[DATASET ENTRIES start]
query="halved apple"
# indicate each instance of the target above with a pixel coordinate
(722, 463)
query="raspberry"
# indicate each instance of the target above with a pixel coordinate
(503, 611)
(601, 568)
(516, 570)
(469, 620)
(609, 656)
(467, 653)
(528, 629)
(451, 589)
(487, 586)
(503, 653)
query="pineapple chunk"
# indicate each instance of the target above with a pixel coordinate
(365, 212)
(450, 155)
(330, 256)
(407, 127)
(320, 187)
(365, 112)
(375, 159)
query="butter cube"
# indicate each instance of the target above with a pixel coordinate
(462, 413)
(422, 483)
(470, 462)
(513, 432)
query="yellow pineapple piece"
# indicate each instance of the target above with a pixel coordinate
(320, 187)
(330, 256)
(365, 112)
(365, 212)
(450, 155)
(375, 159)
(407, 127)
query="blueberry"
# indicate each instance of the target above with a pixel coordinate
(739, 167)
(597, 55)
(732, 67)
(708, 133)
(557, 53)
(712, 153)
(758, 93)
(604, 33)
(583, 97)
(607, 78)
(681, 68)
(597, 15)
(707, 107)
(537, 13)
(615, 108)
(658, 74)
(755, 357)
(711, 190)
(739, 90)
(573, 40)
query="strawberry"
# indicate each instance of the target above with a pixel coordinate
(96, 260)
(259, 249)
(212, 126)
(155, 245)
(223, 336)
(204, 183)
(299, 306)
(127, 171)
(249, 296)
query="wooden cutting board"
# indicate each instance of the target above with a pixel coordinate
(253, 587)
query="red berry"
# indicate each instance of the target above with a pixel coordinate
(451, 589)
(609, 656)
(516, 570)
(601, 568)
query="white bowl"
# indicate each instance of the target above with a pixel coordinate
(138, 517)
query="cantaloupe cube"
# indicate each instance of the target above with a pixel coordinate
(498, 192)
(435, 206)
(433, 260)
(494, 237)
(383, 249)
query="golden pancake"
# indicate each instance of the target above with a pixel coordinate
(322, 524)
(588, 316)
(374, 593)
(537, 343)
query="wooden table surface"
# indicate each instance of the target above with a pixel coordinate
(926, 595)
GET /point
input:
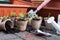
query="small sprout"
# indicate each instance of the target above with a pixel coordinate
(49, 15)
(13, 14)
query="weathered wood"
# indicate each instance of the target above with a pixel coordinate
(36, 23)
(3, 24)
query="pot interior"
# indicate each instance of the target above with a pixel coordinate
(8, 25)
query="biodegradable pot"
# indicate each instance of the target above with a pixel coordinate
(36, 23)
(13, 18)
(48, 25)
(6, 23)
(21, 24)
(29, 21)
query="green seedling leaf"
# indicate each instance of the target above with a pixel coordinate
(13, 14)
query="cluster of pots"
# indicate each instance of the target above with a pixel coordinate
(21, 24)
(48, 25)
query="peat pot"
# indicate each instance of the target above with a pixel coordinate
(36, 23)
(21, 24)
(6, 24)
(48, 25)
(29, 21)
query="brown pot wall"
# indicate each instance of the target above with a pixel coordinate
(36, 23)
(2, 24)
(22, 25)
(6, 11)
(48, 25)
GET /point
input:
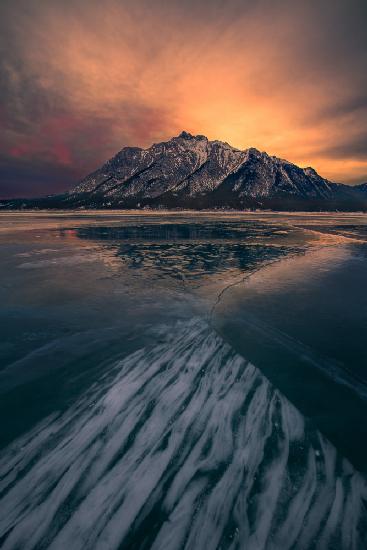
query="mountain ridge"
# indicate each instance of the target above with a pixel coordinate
[DATASET ENTRIES end]
REQUIRED WORK →
Pictures are excluded; copy all other data exactly as shown.

IN RESPONSE →
query="halved apple"
# indicate each instance of the target above with a pixel coordinate
(722, 463)
query="raspberry"
# indicate each instance of the target above with a pixel coordinate
(503, 611)
(601, 568)
(516, 570)
(469, 620)
(609, 656)
(467, 653)
(528, 629)
(451, 589)
(487, 586)
(503, 653)
query="pineapple chunk"
# indicate each instance of the target above with a pixel coordinate
(365, 212)
(450, 155)
(330, 256)
(407, 127)
(320, 187)
(365, 112)
(375, 159)
query="butter cube"
# indicate each instance of the target above with a pixel coordinate
(462, 413)
(422, 483)
(470, 462)
(513, 432)
query="yellow pineapple piece"
# indicate each instance of the target above with a pixel coordinate
(320, 187)
(330, 256)
(365, 112)
(365, 212)
(450, 155)
(375, 159)
(407, 127)
query="blueberry"
# indicate each instance of the target above with a pixel coordinate
(739, 167)
(597, 55)
(732, 67)
(708, 133)
(557, 53)
(712, 153)
(758, 93)
(604, 33)
(583, 97)
(607, 78)
(681, 68)
(597, 15)
(707, 107)
(537, 13)
(615, 108)
(658, 74)
(755, 357)
(711, 190)
(739, 90)
(573, 40)
query="strawberry"
# indicate each instance of the target above with a pixel coordinate
(96, 260)
(259, 249)
(212, 126)
(155, 245)
(223, 336)
(204, 183)
(299, 306)
(127, 171)
(249, 296)
query="wooden cutting board"
# indicate each instance of the target above with a pixel coordinate
(253, 587)
query="red berry"
# indicate each instance of the target above with a pixel coordinate
(451, 589)
(609, 656)
(516, 570)
(601, 568)
query="white bowl"
# indicate each instance of the target above with a pixel coordinate
(138, 517)
query="cantaloupe cube"
# indicate each instance of the target above with a pixel coordinate
(498, 192)
(435, 206)
(433, 260)
(494, 237)
(383, 249)
query="golden pancake"
# indicate each instance of the target above with a pixel coordinate
(322, 524)
(588, 316)
(374, 593)
(537, 343)
query="wooden table surface"
# indicate each instance of the target above with a pixel coordinate
(926, 595)
GET /point
input:
query="small sprout"
# indicate each instance of the target above with a pixel coordinate
(49, 15)
(13, 14)
query="weathered wood"
# indicate each instance of the target above with a pixel coordinate
(36, 23)
(3, 24)
query="pot interior"
# indicate each instance of the target above with a pixel coordinate
(8, 25)
query="biodegradable pot"
# indicate each instance of the target above with a pixel coordinate
(36, 23)
(13, 18)
(48, 25)
(6, 23)
(21, 24)
(29, 21)
query="green seedling leaf"
# indicate each instance of the target above with a pixel coordinate
(13, 14)
query="cluster of pots"
# indicate each instance of the target above with a pixel coordinate
(21, 24)
(48, 25)
query="peat pot"
# indicate each instance of the target above with a pixel coordinate
(36, 23)
(21, 24)
(6, 24)
(48, 25)
(29, 21)
query="brown pot wall"
# indicate each instance of the target above with a pixel coordinate
(36, 23)
(2, 24)
(22, 25)
(6, 11)
(48, 25)
GET /point
input:
query="mountain ridge"
# indicate each instance of the target above with a pixel coordinate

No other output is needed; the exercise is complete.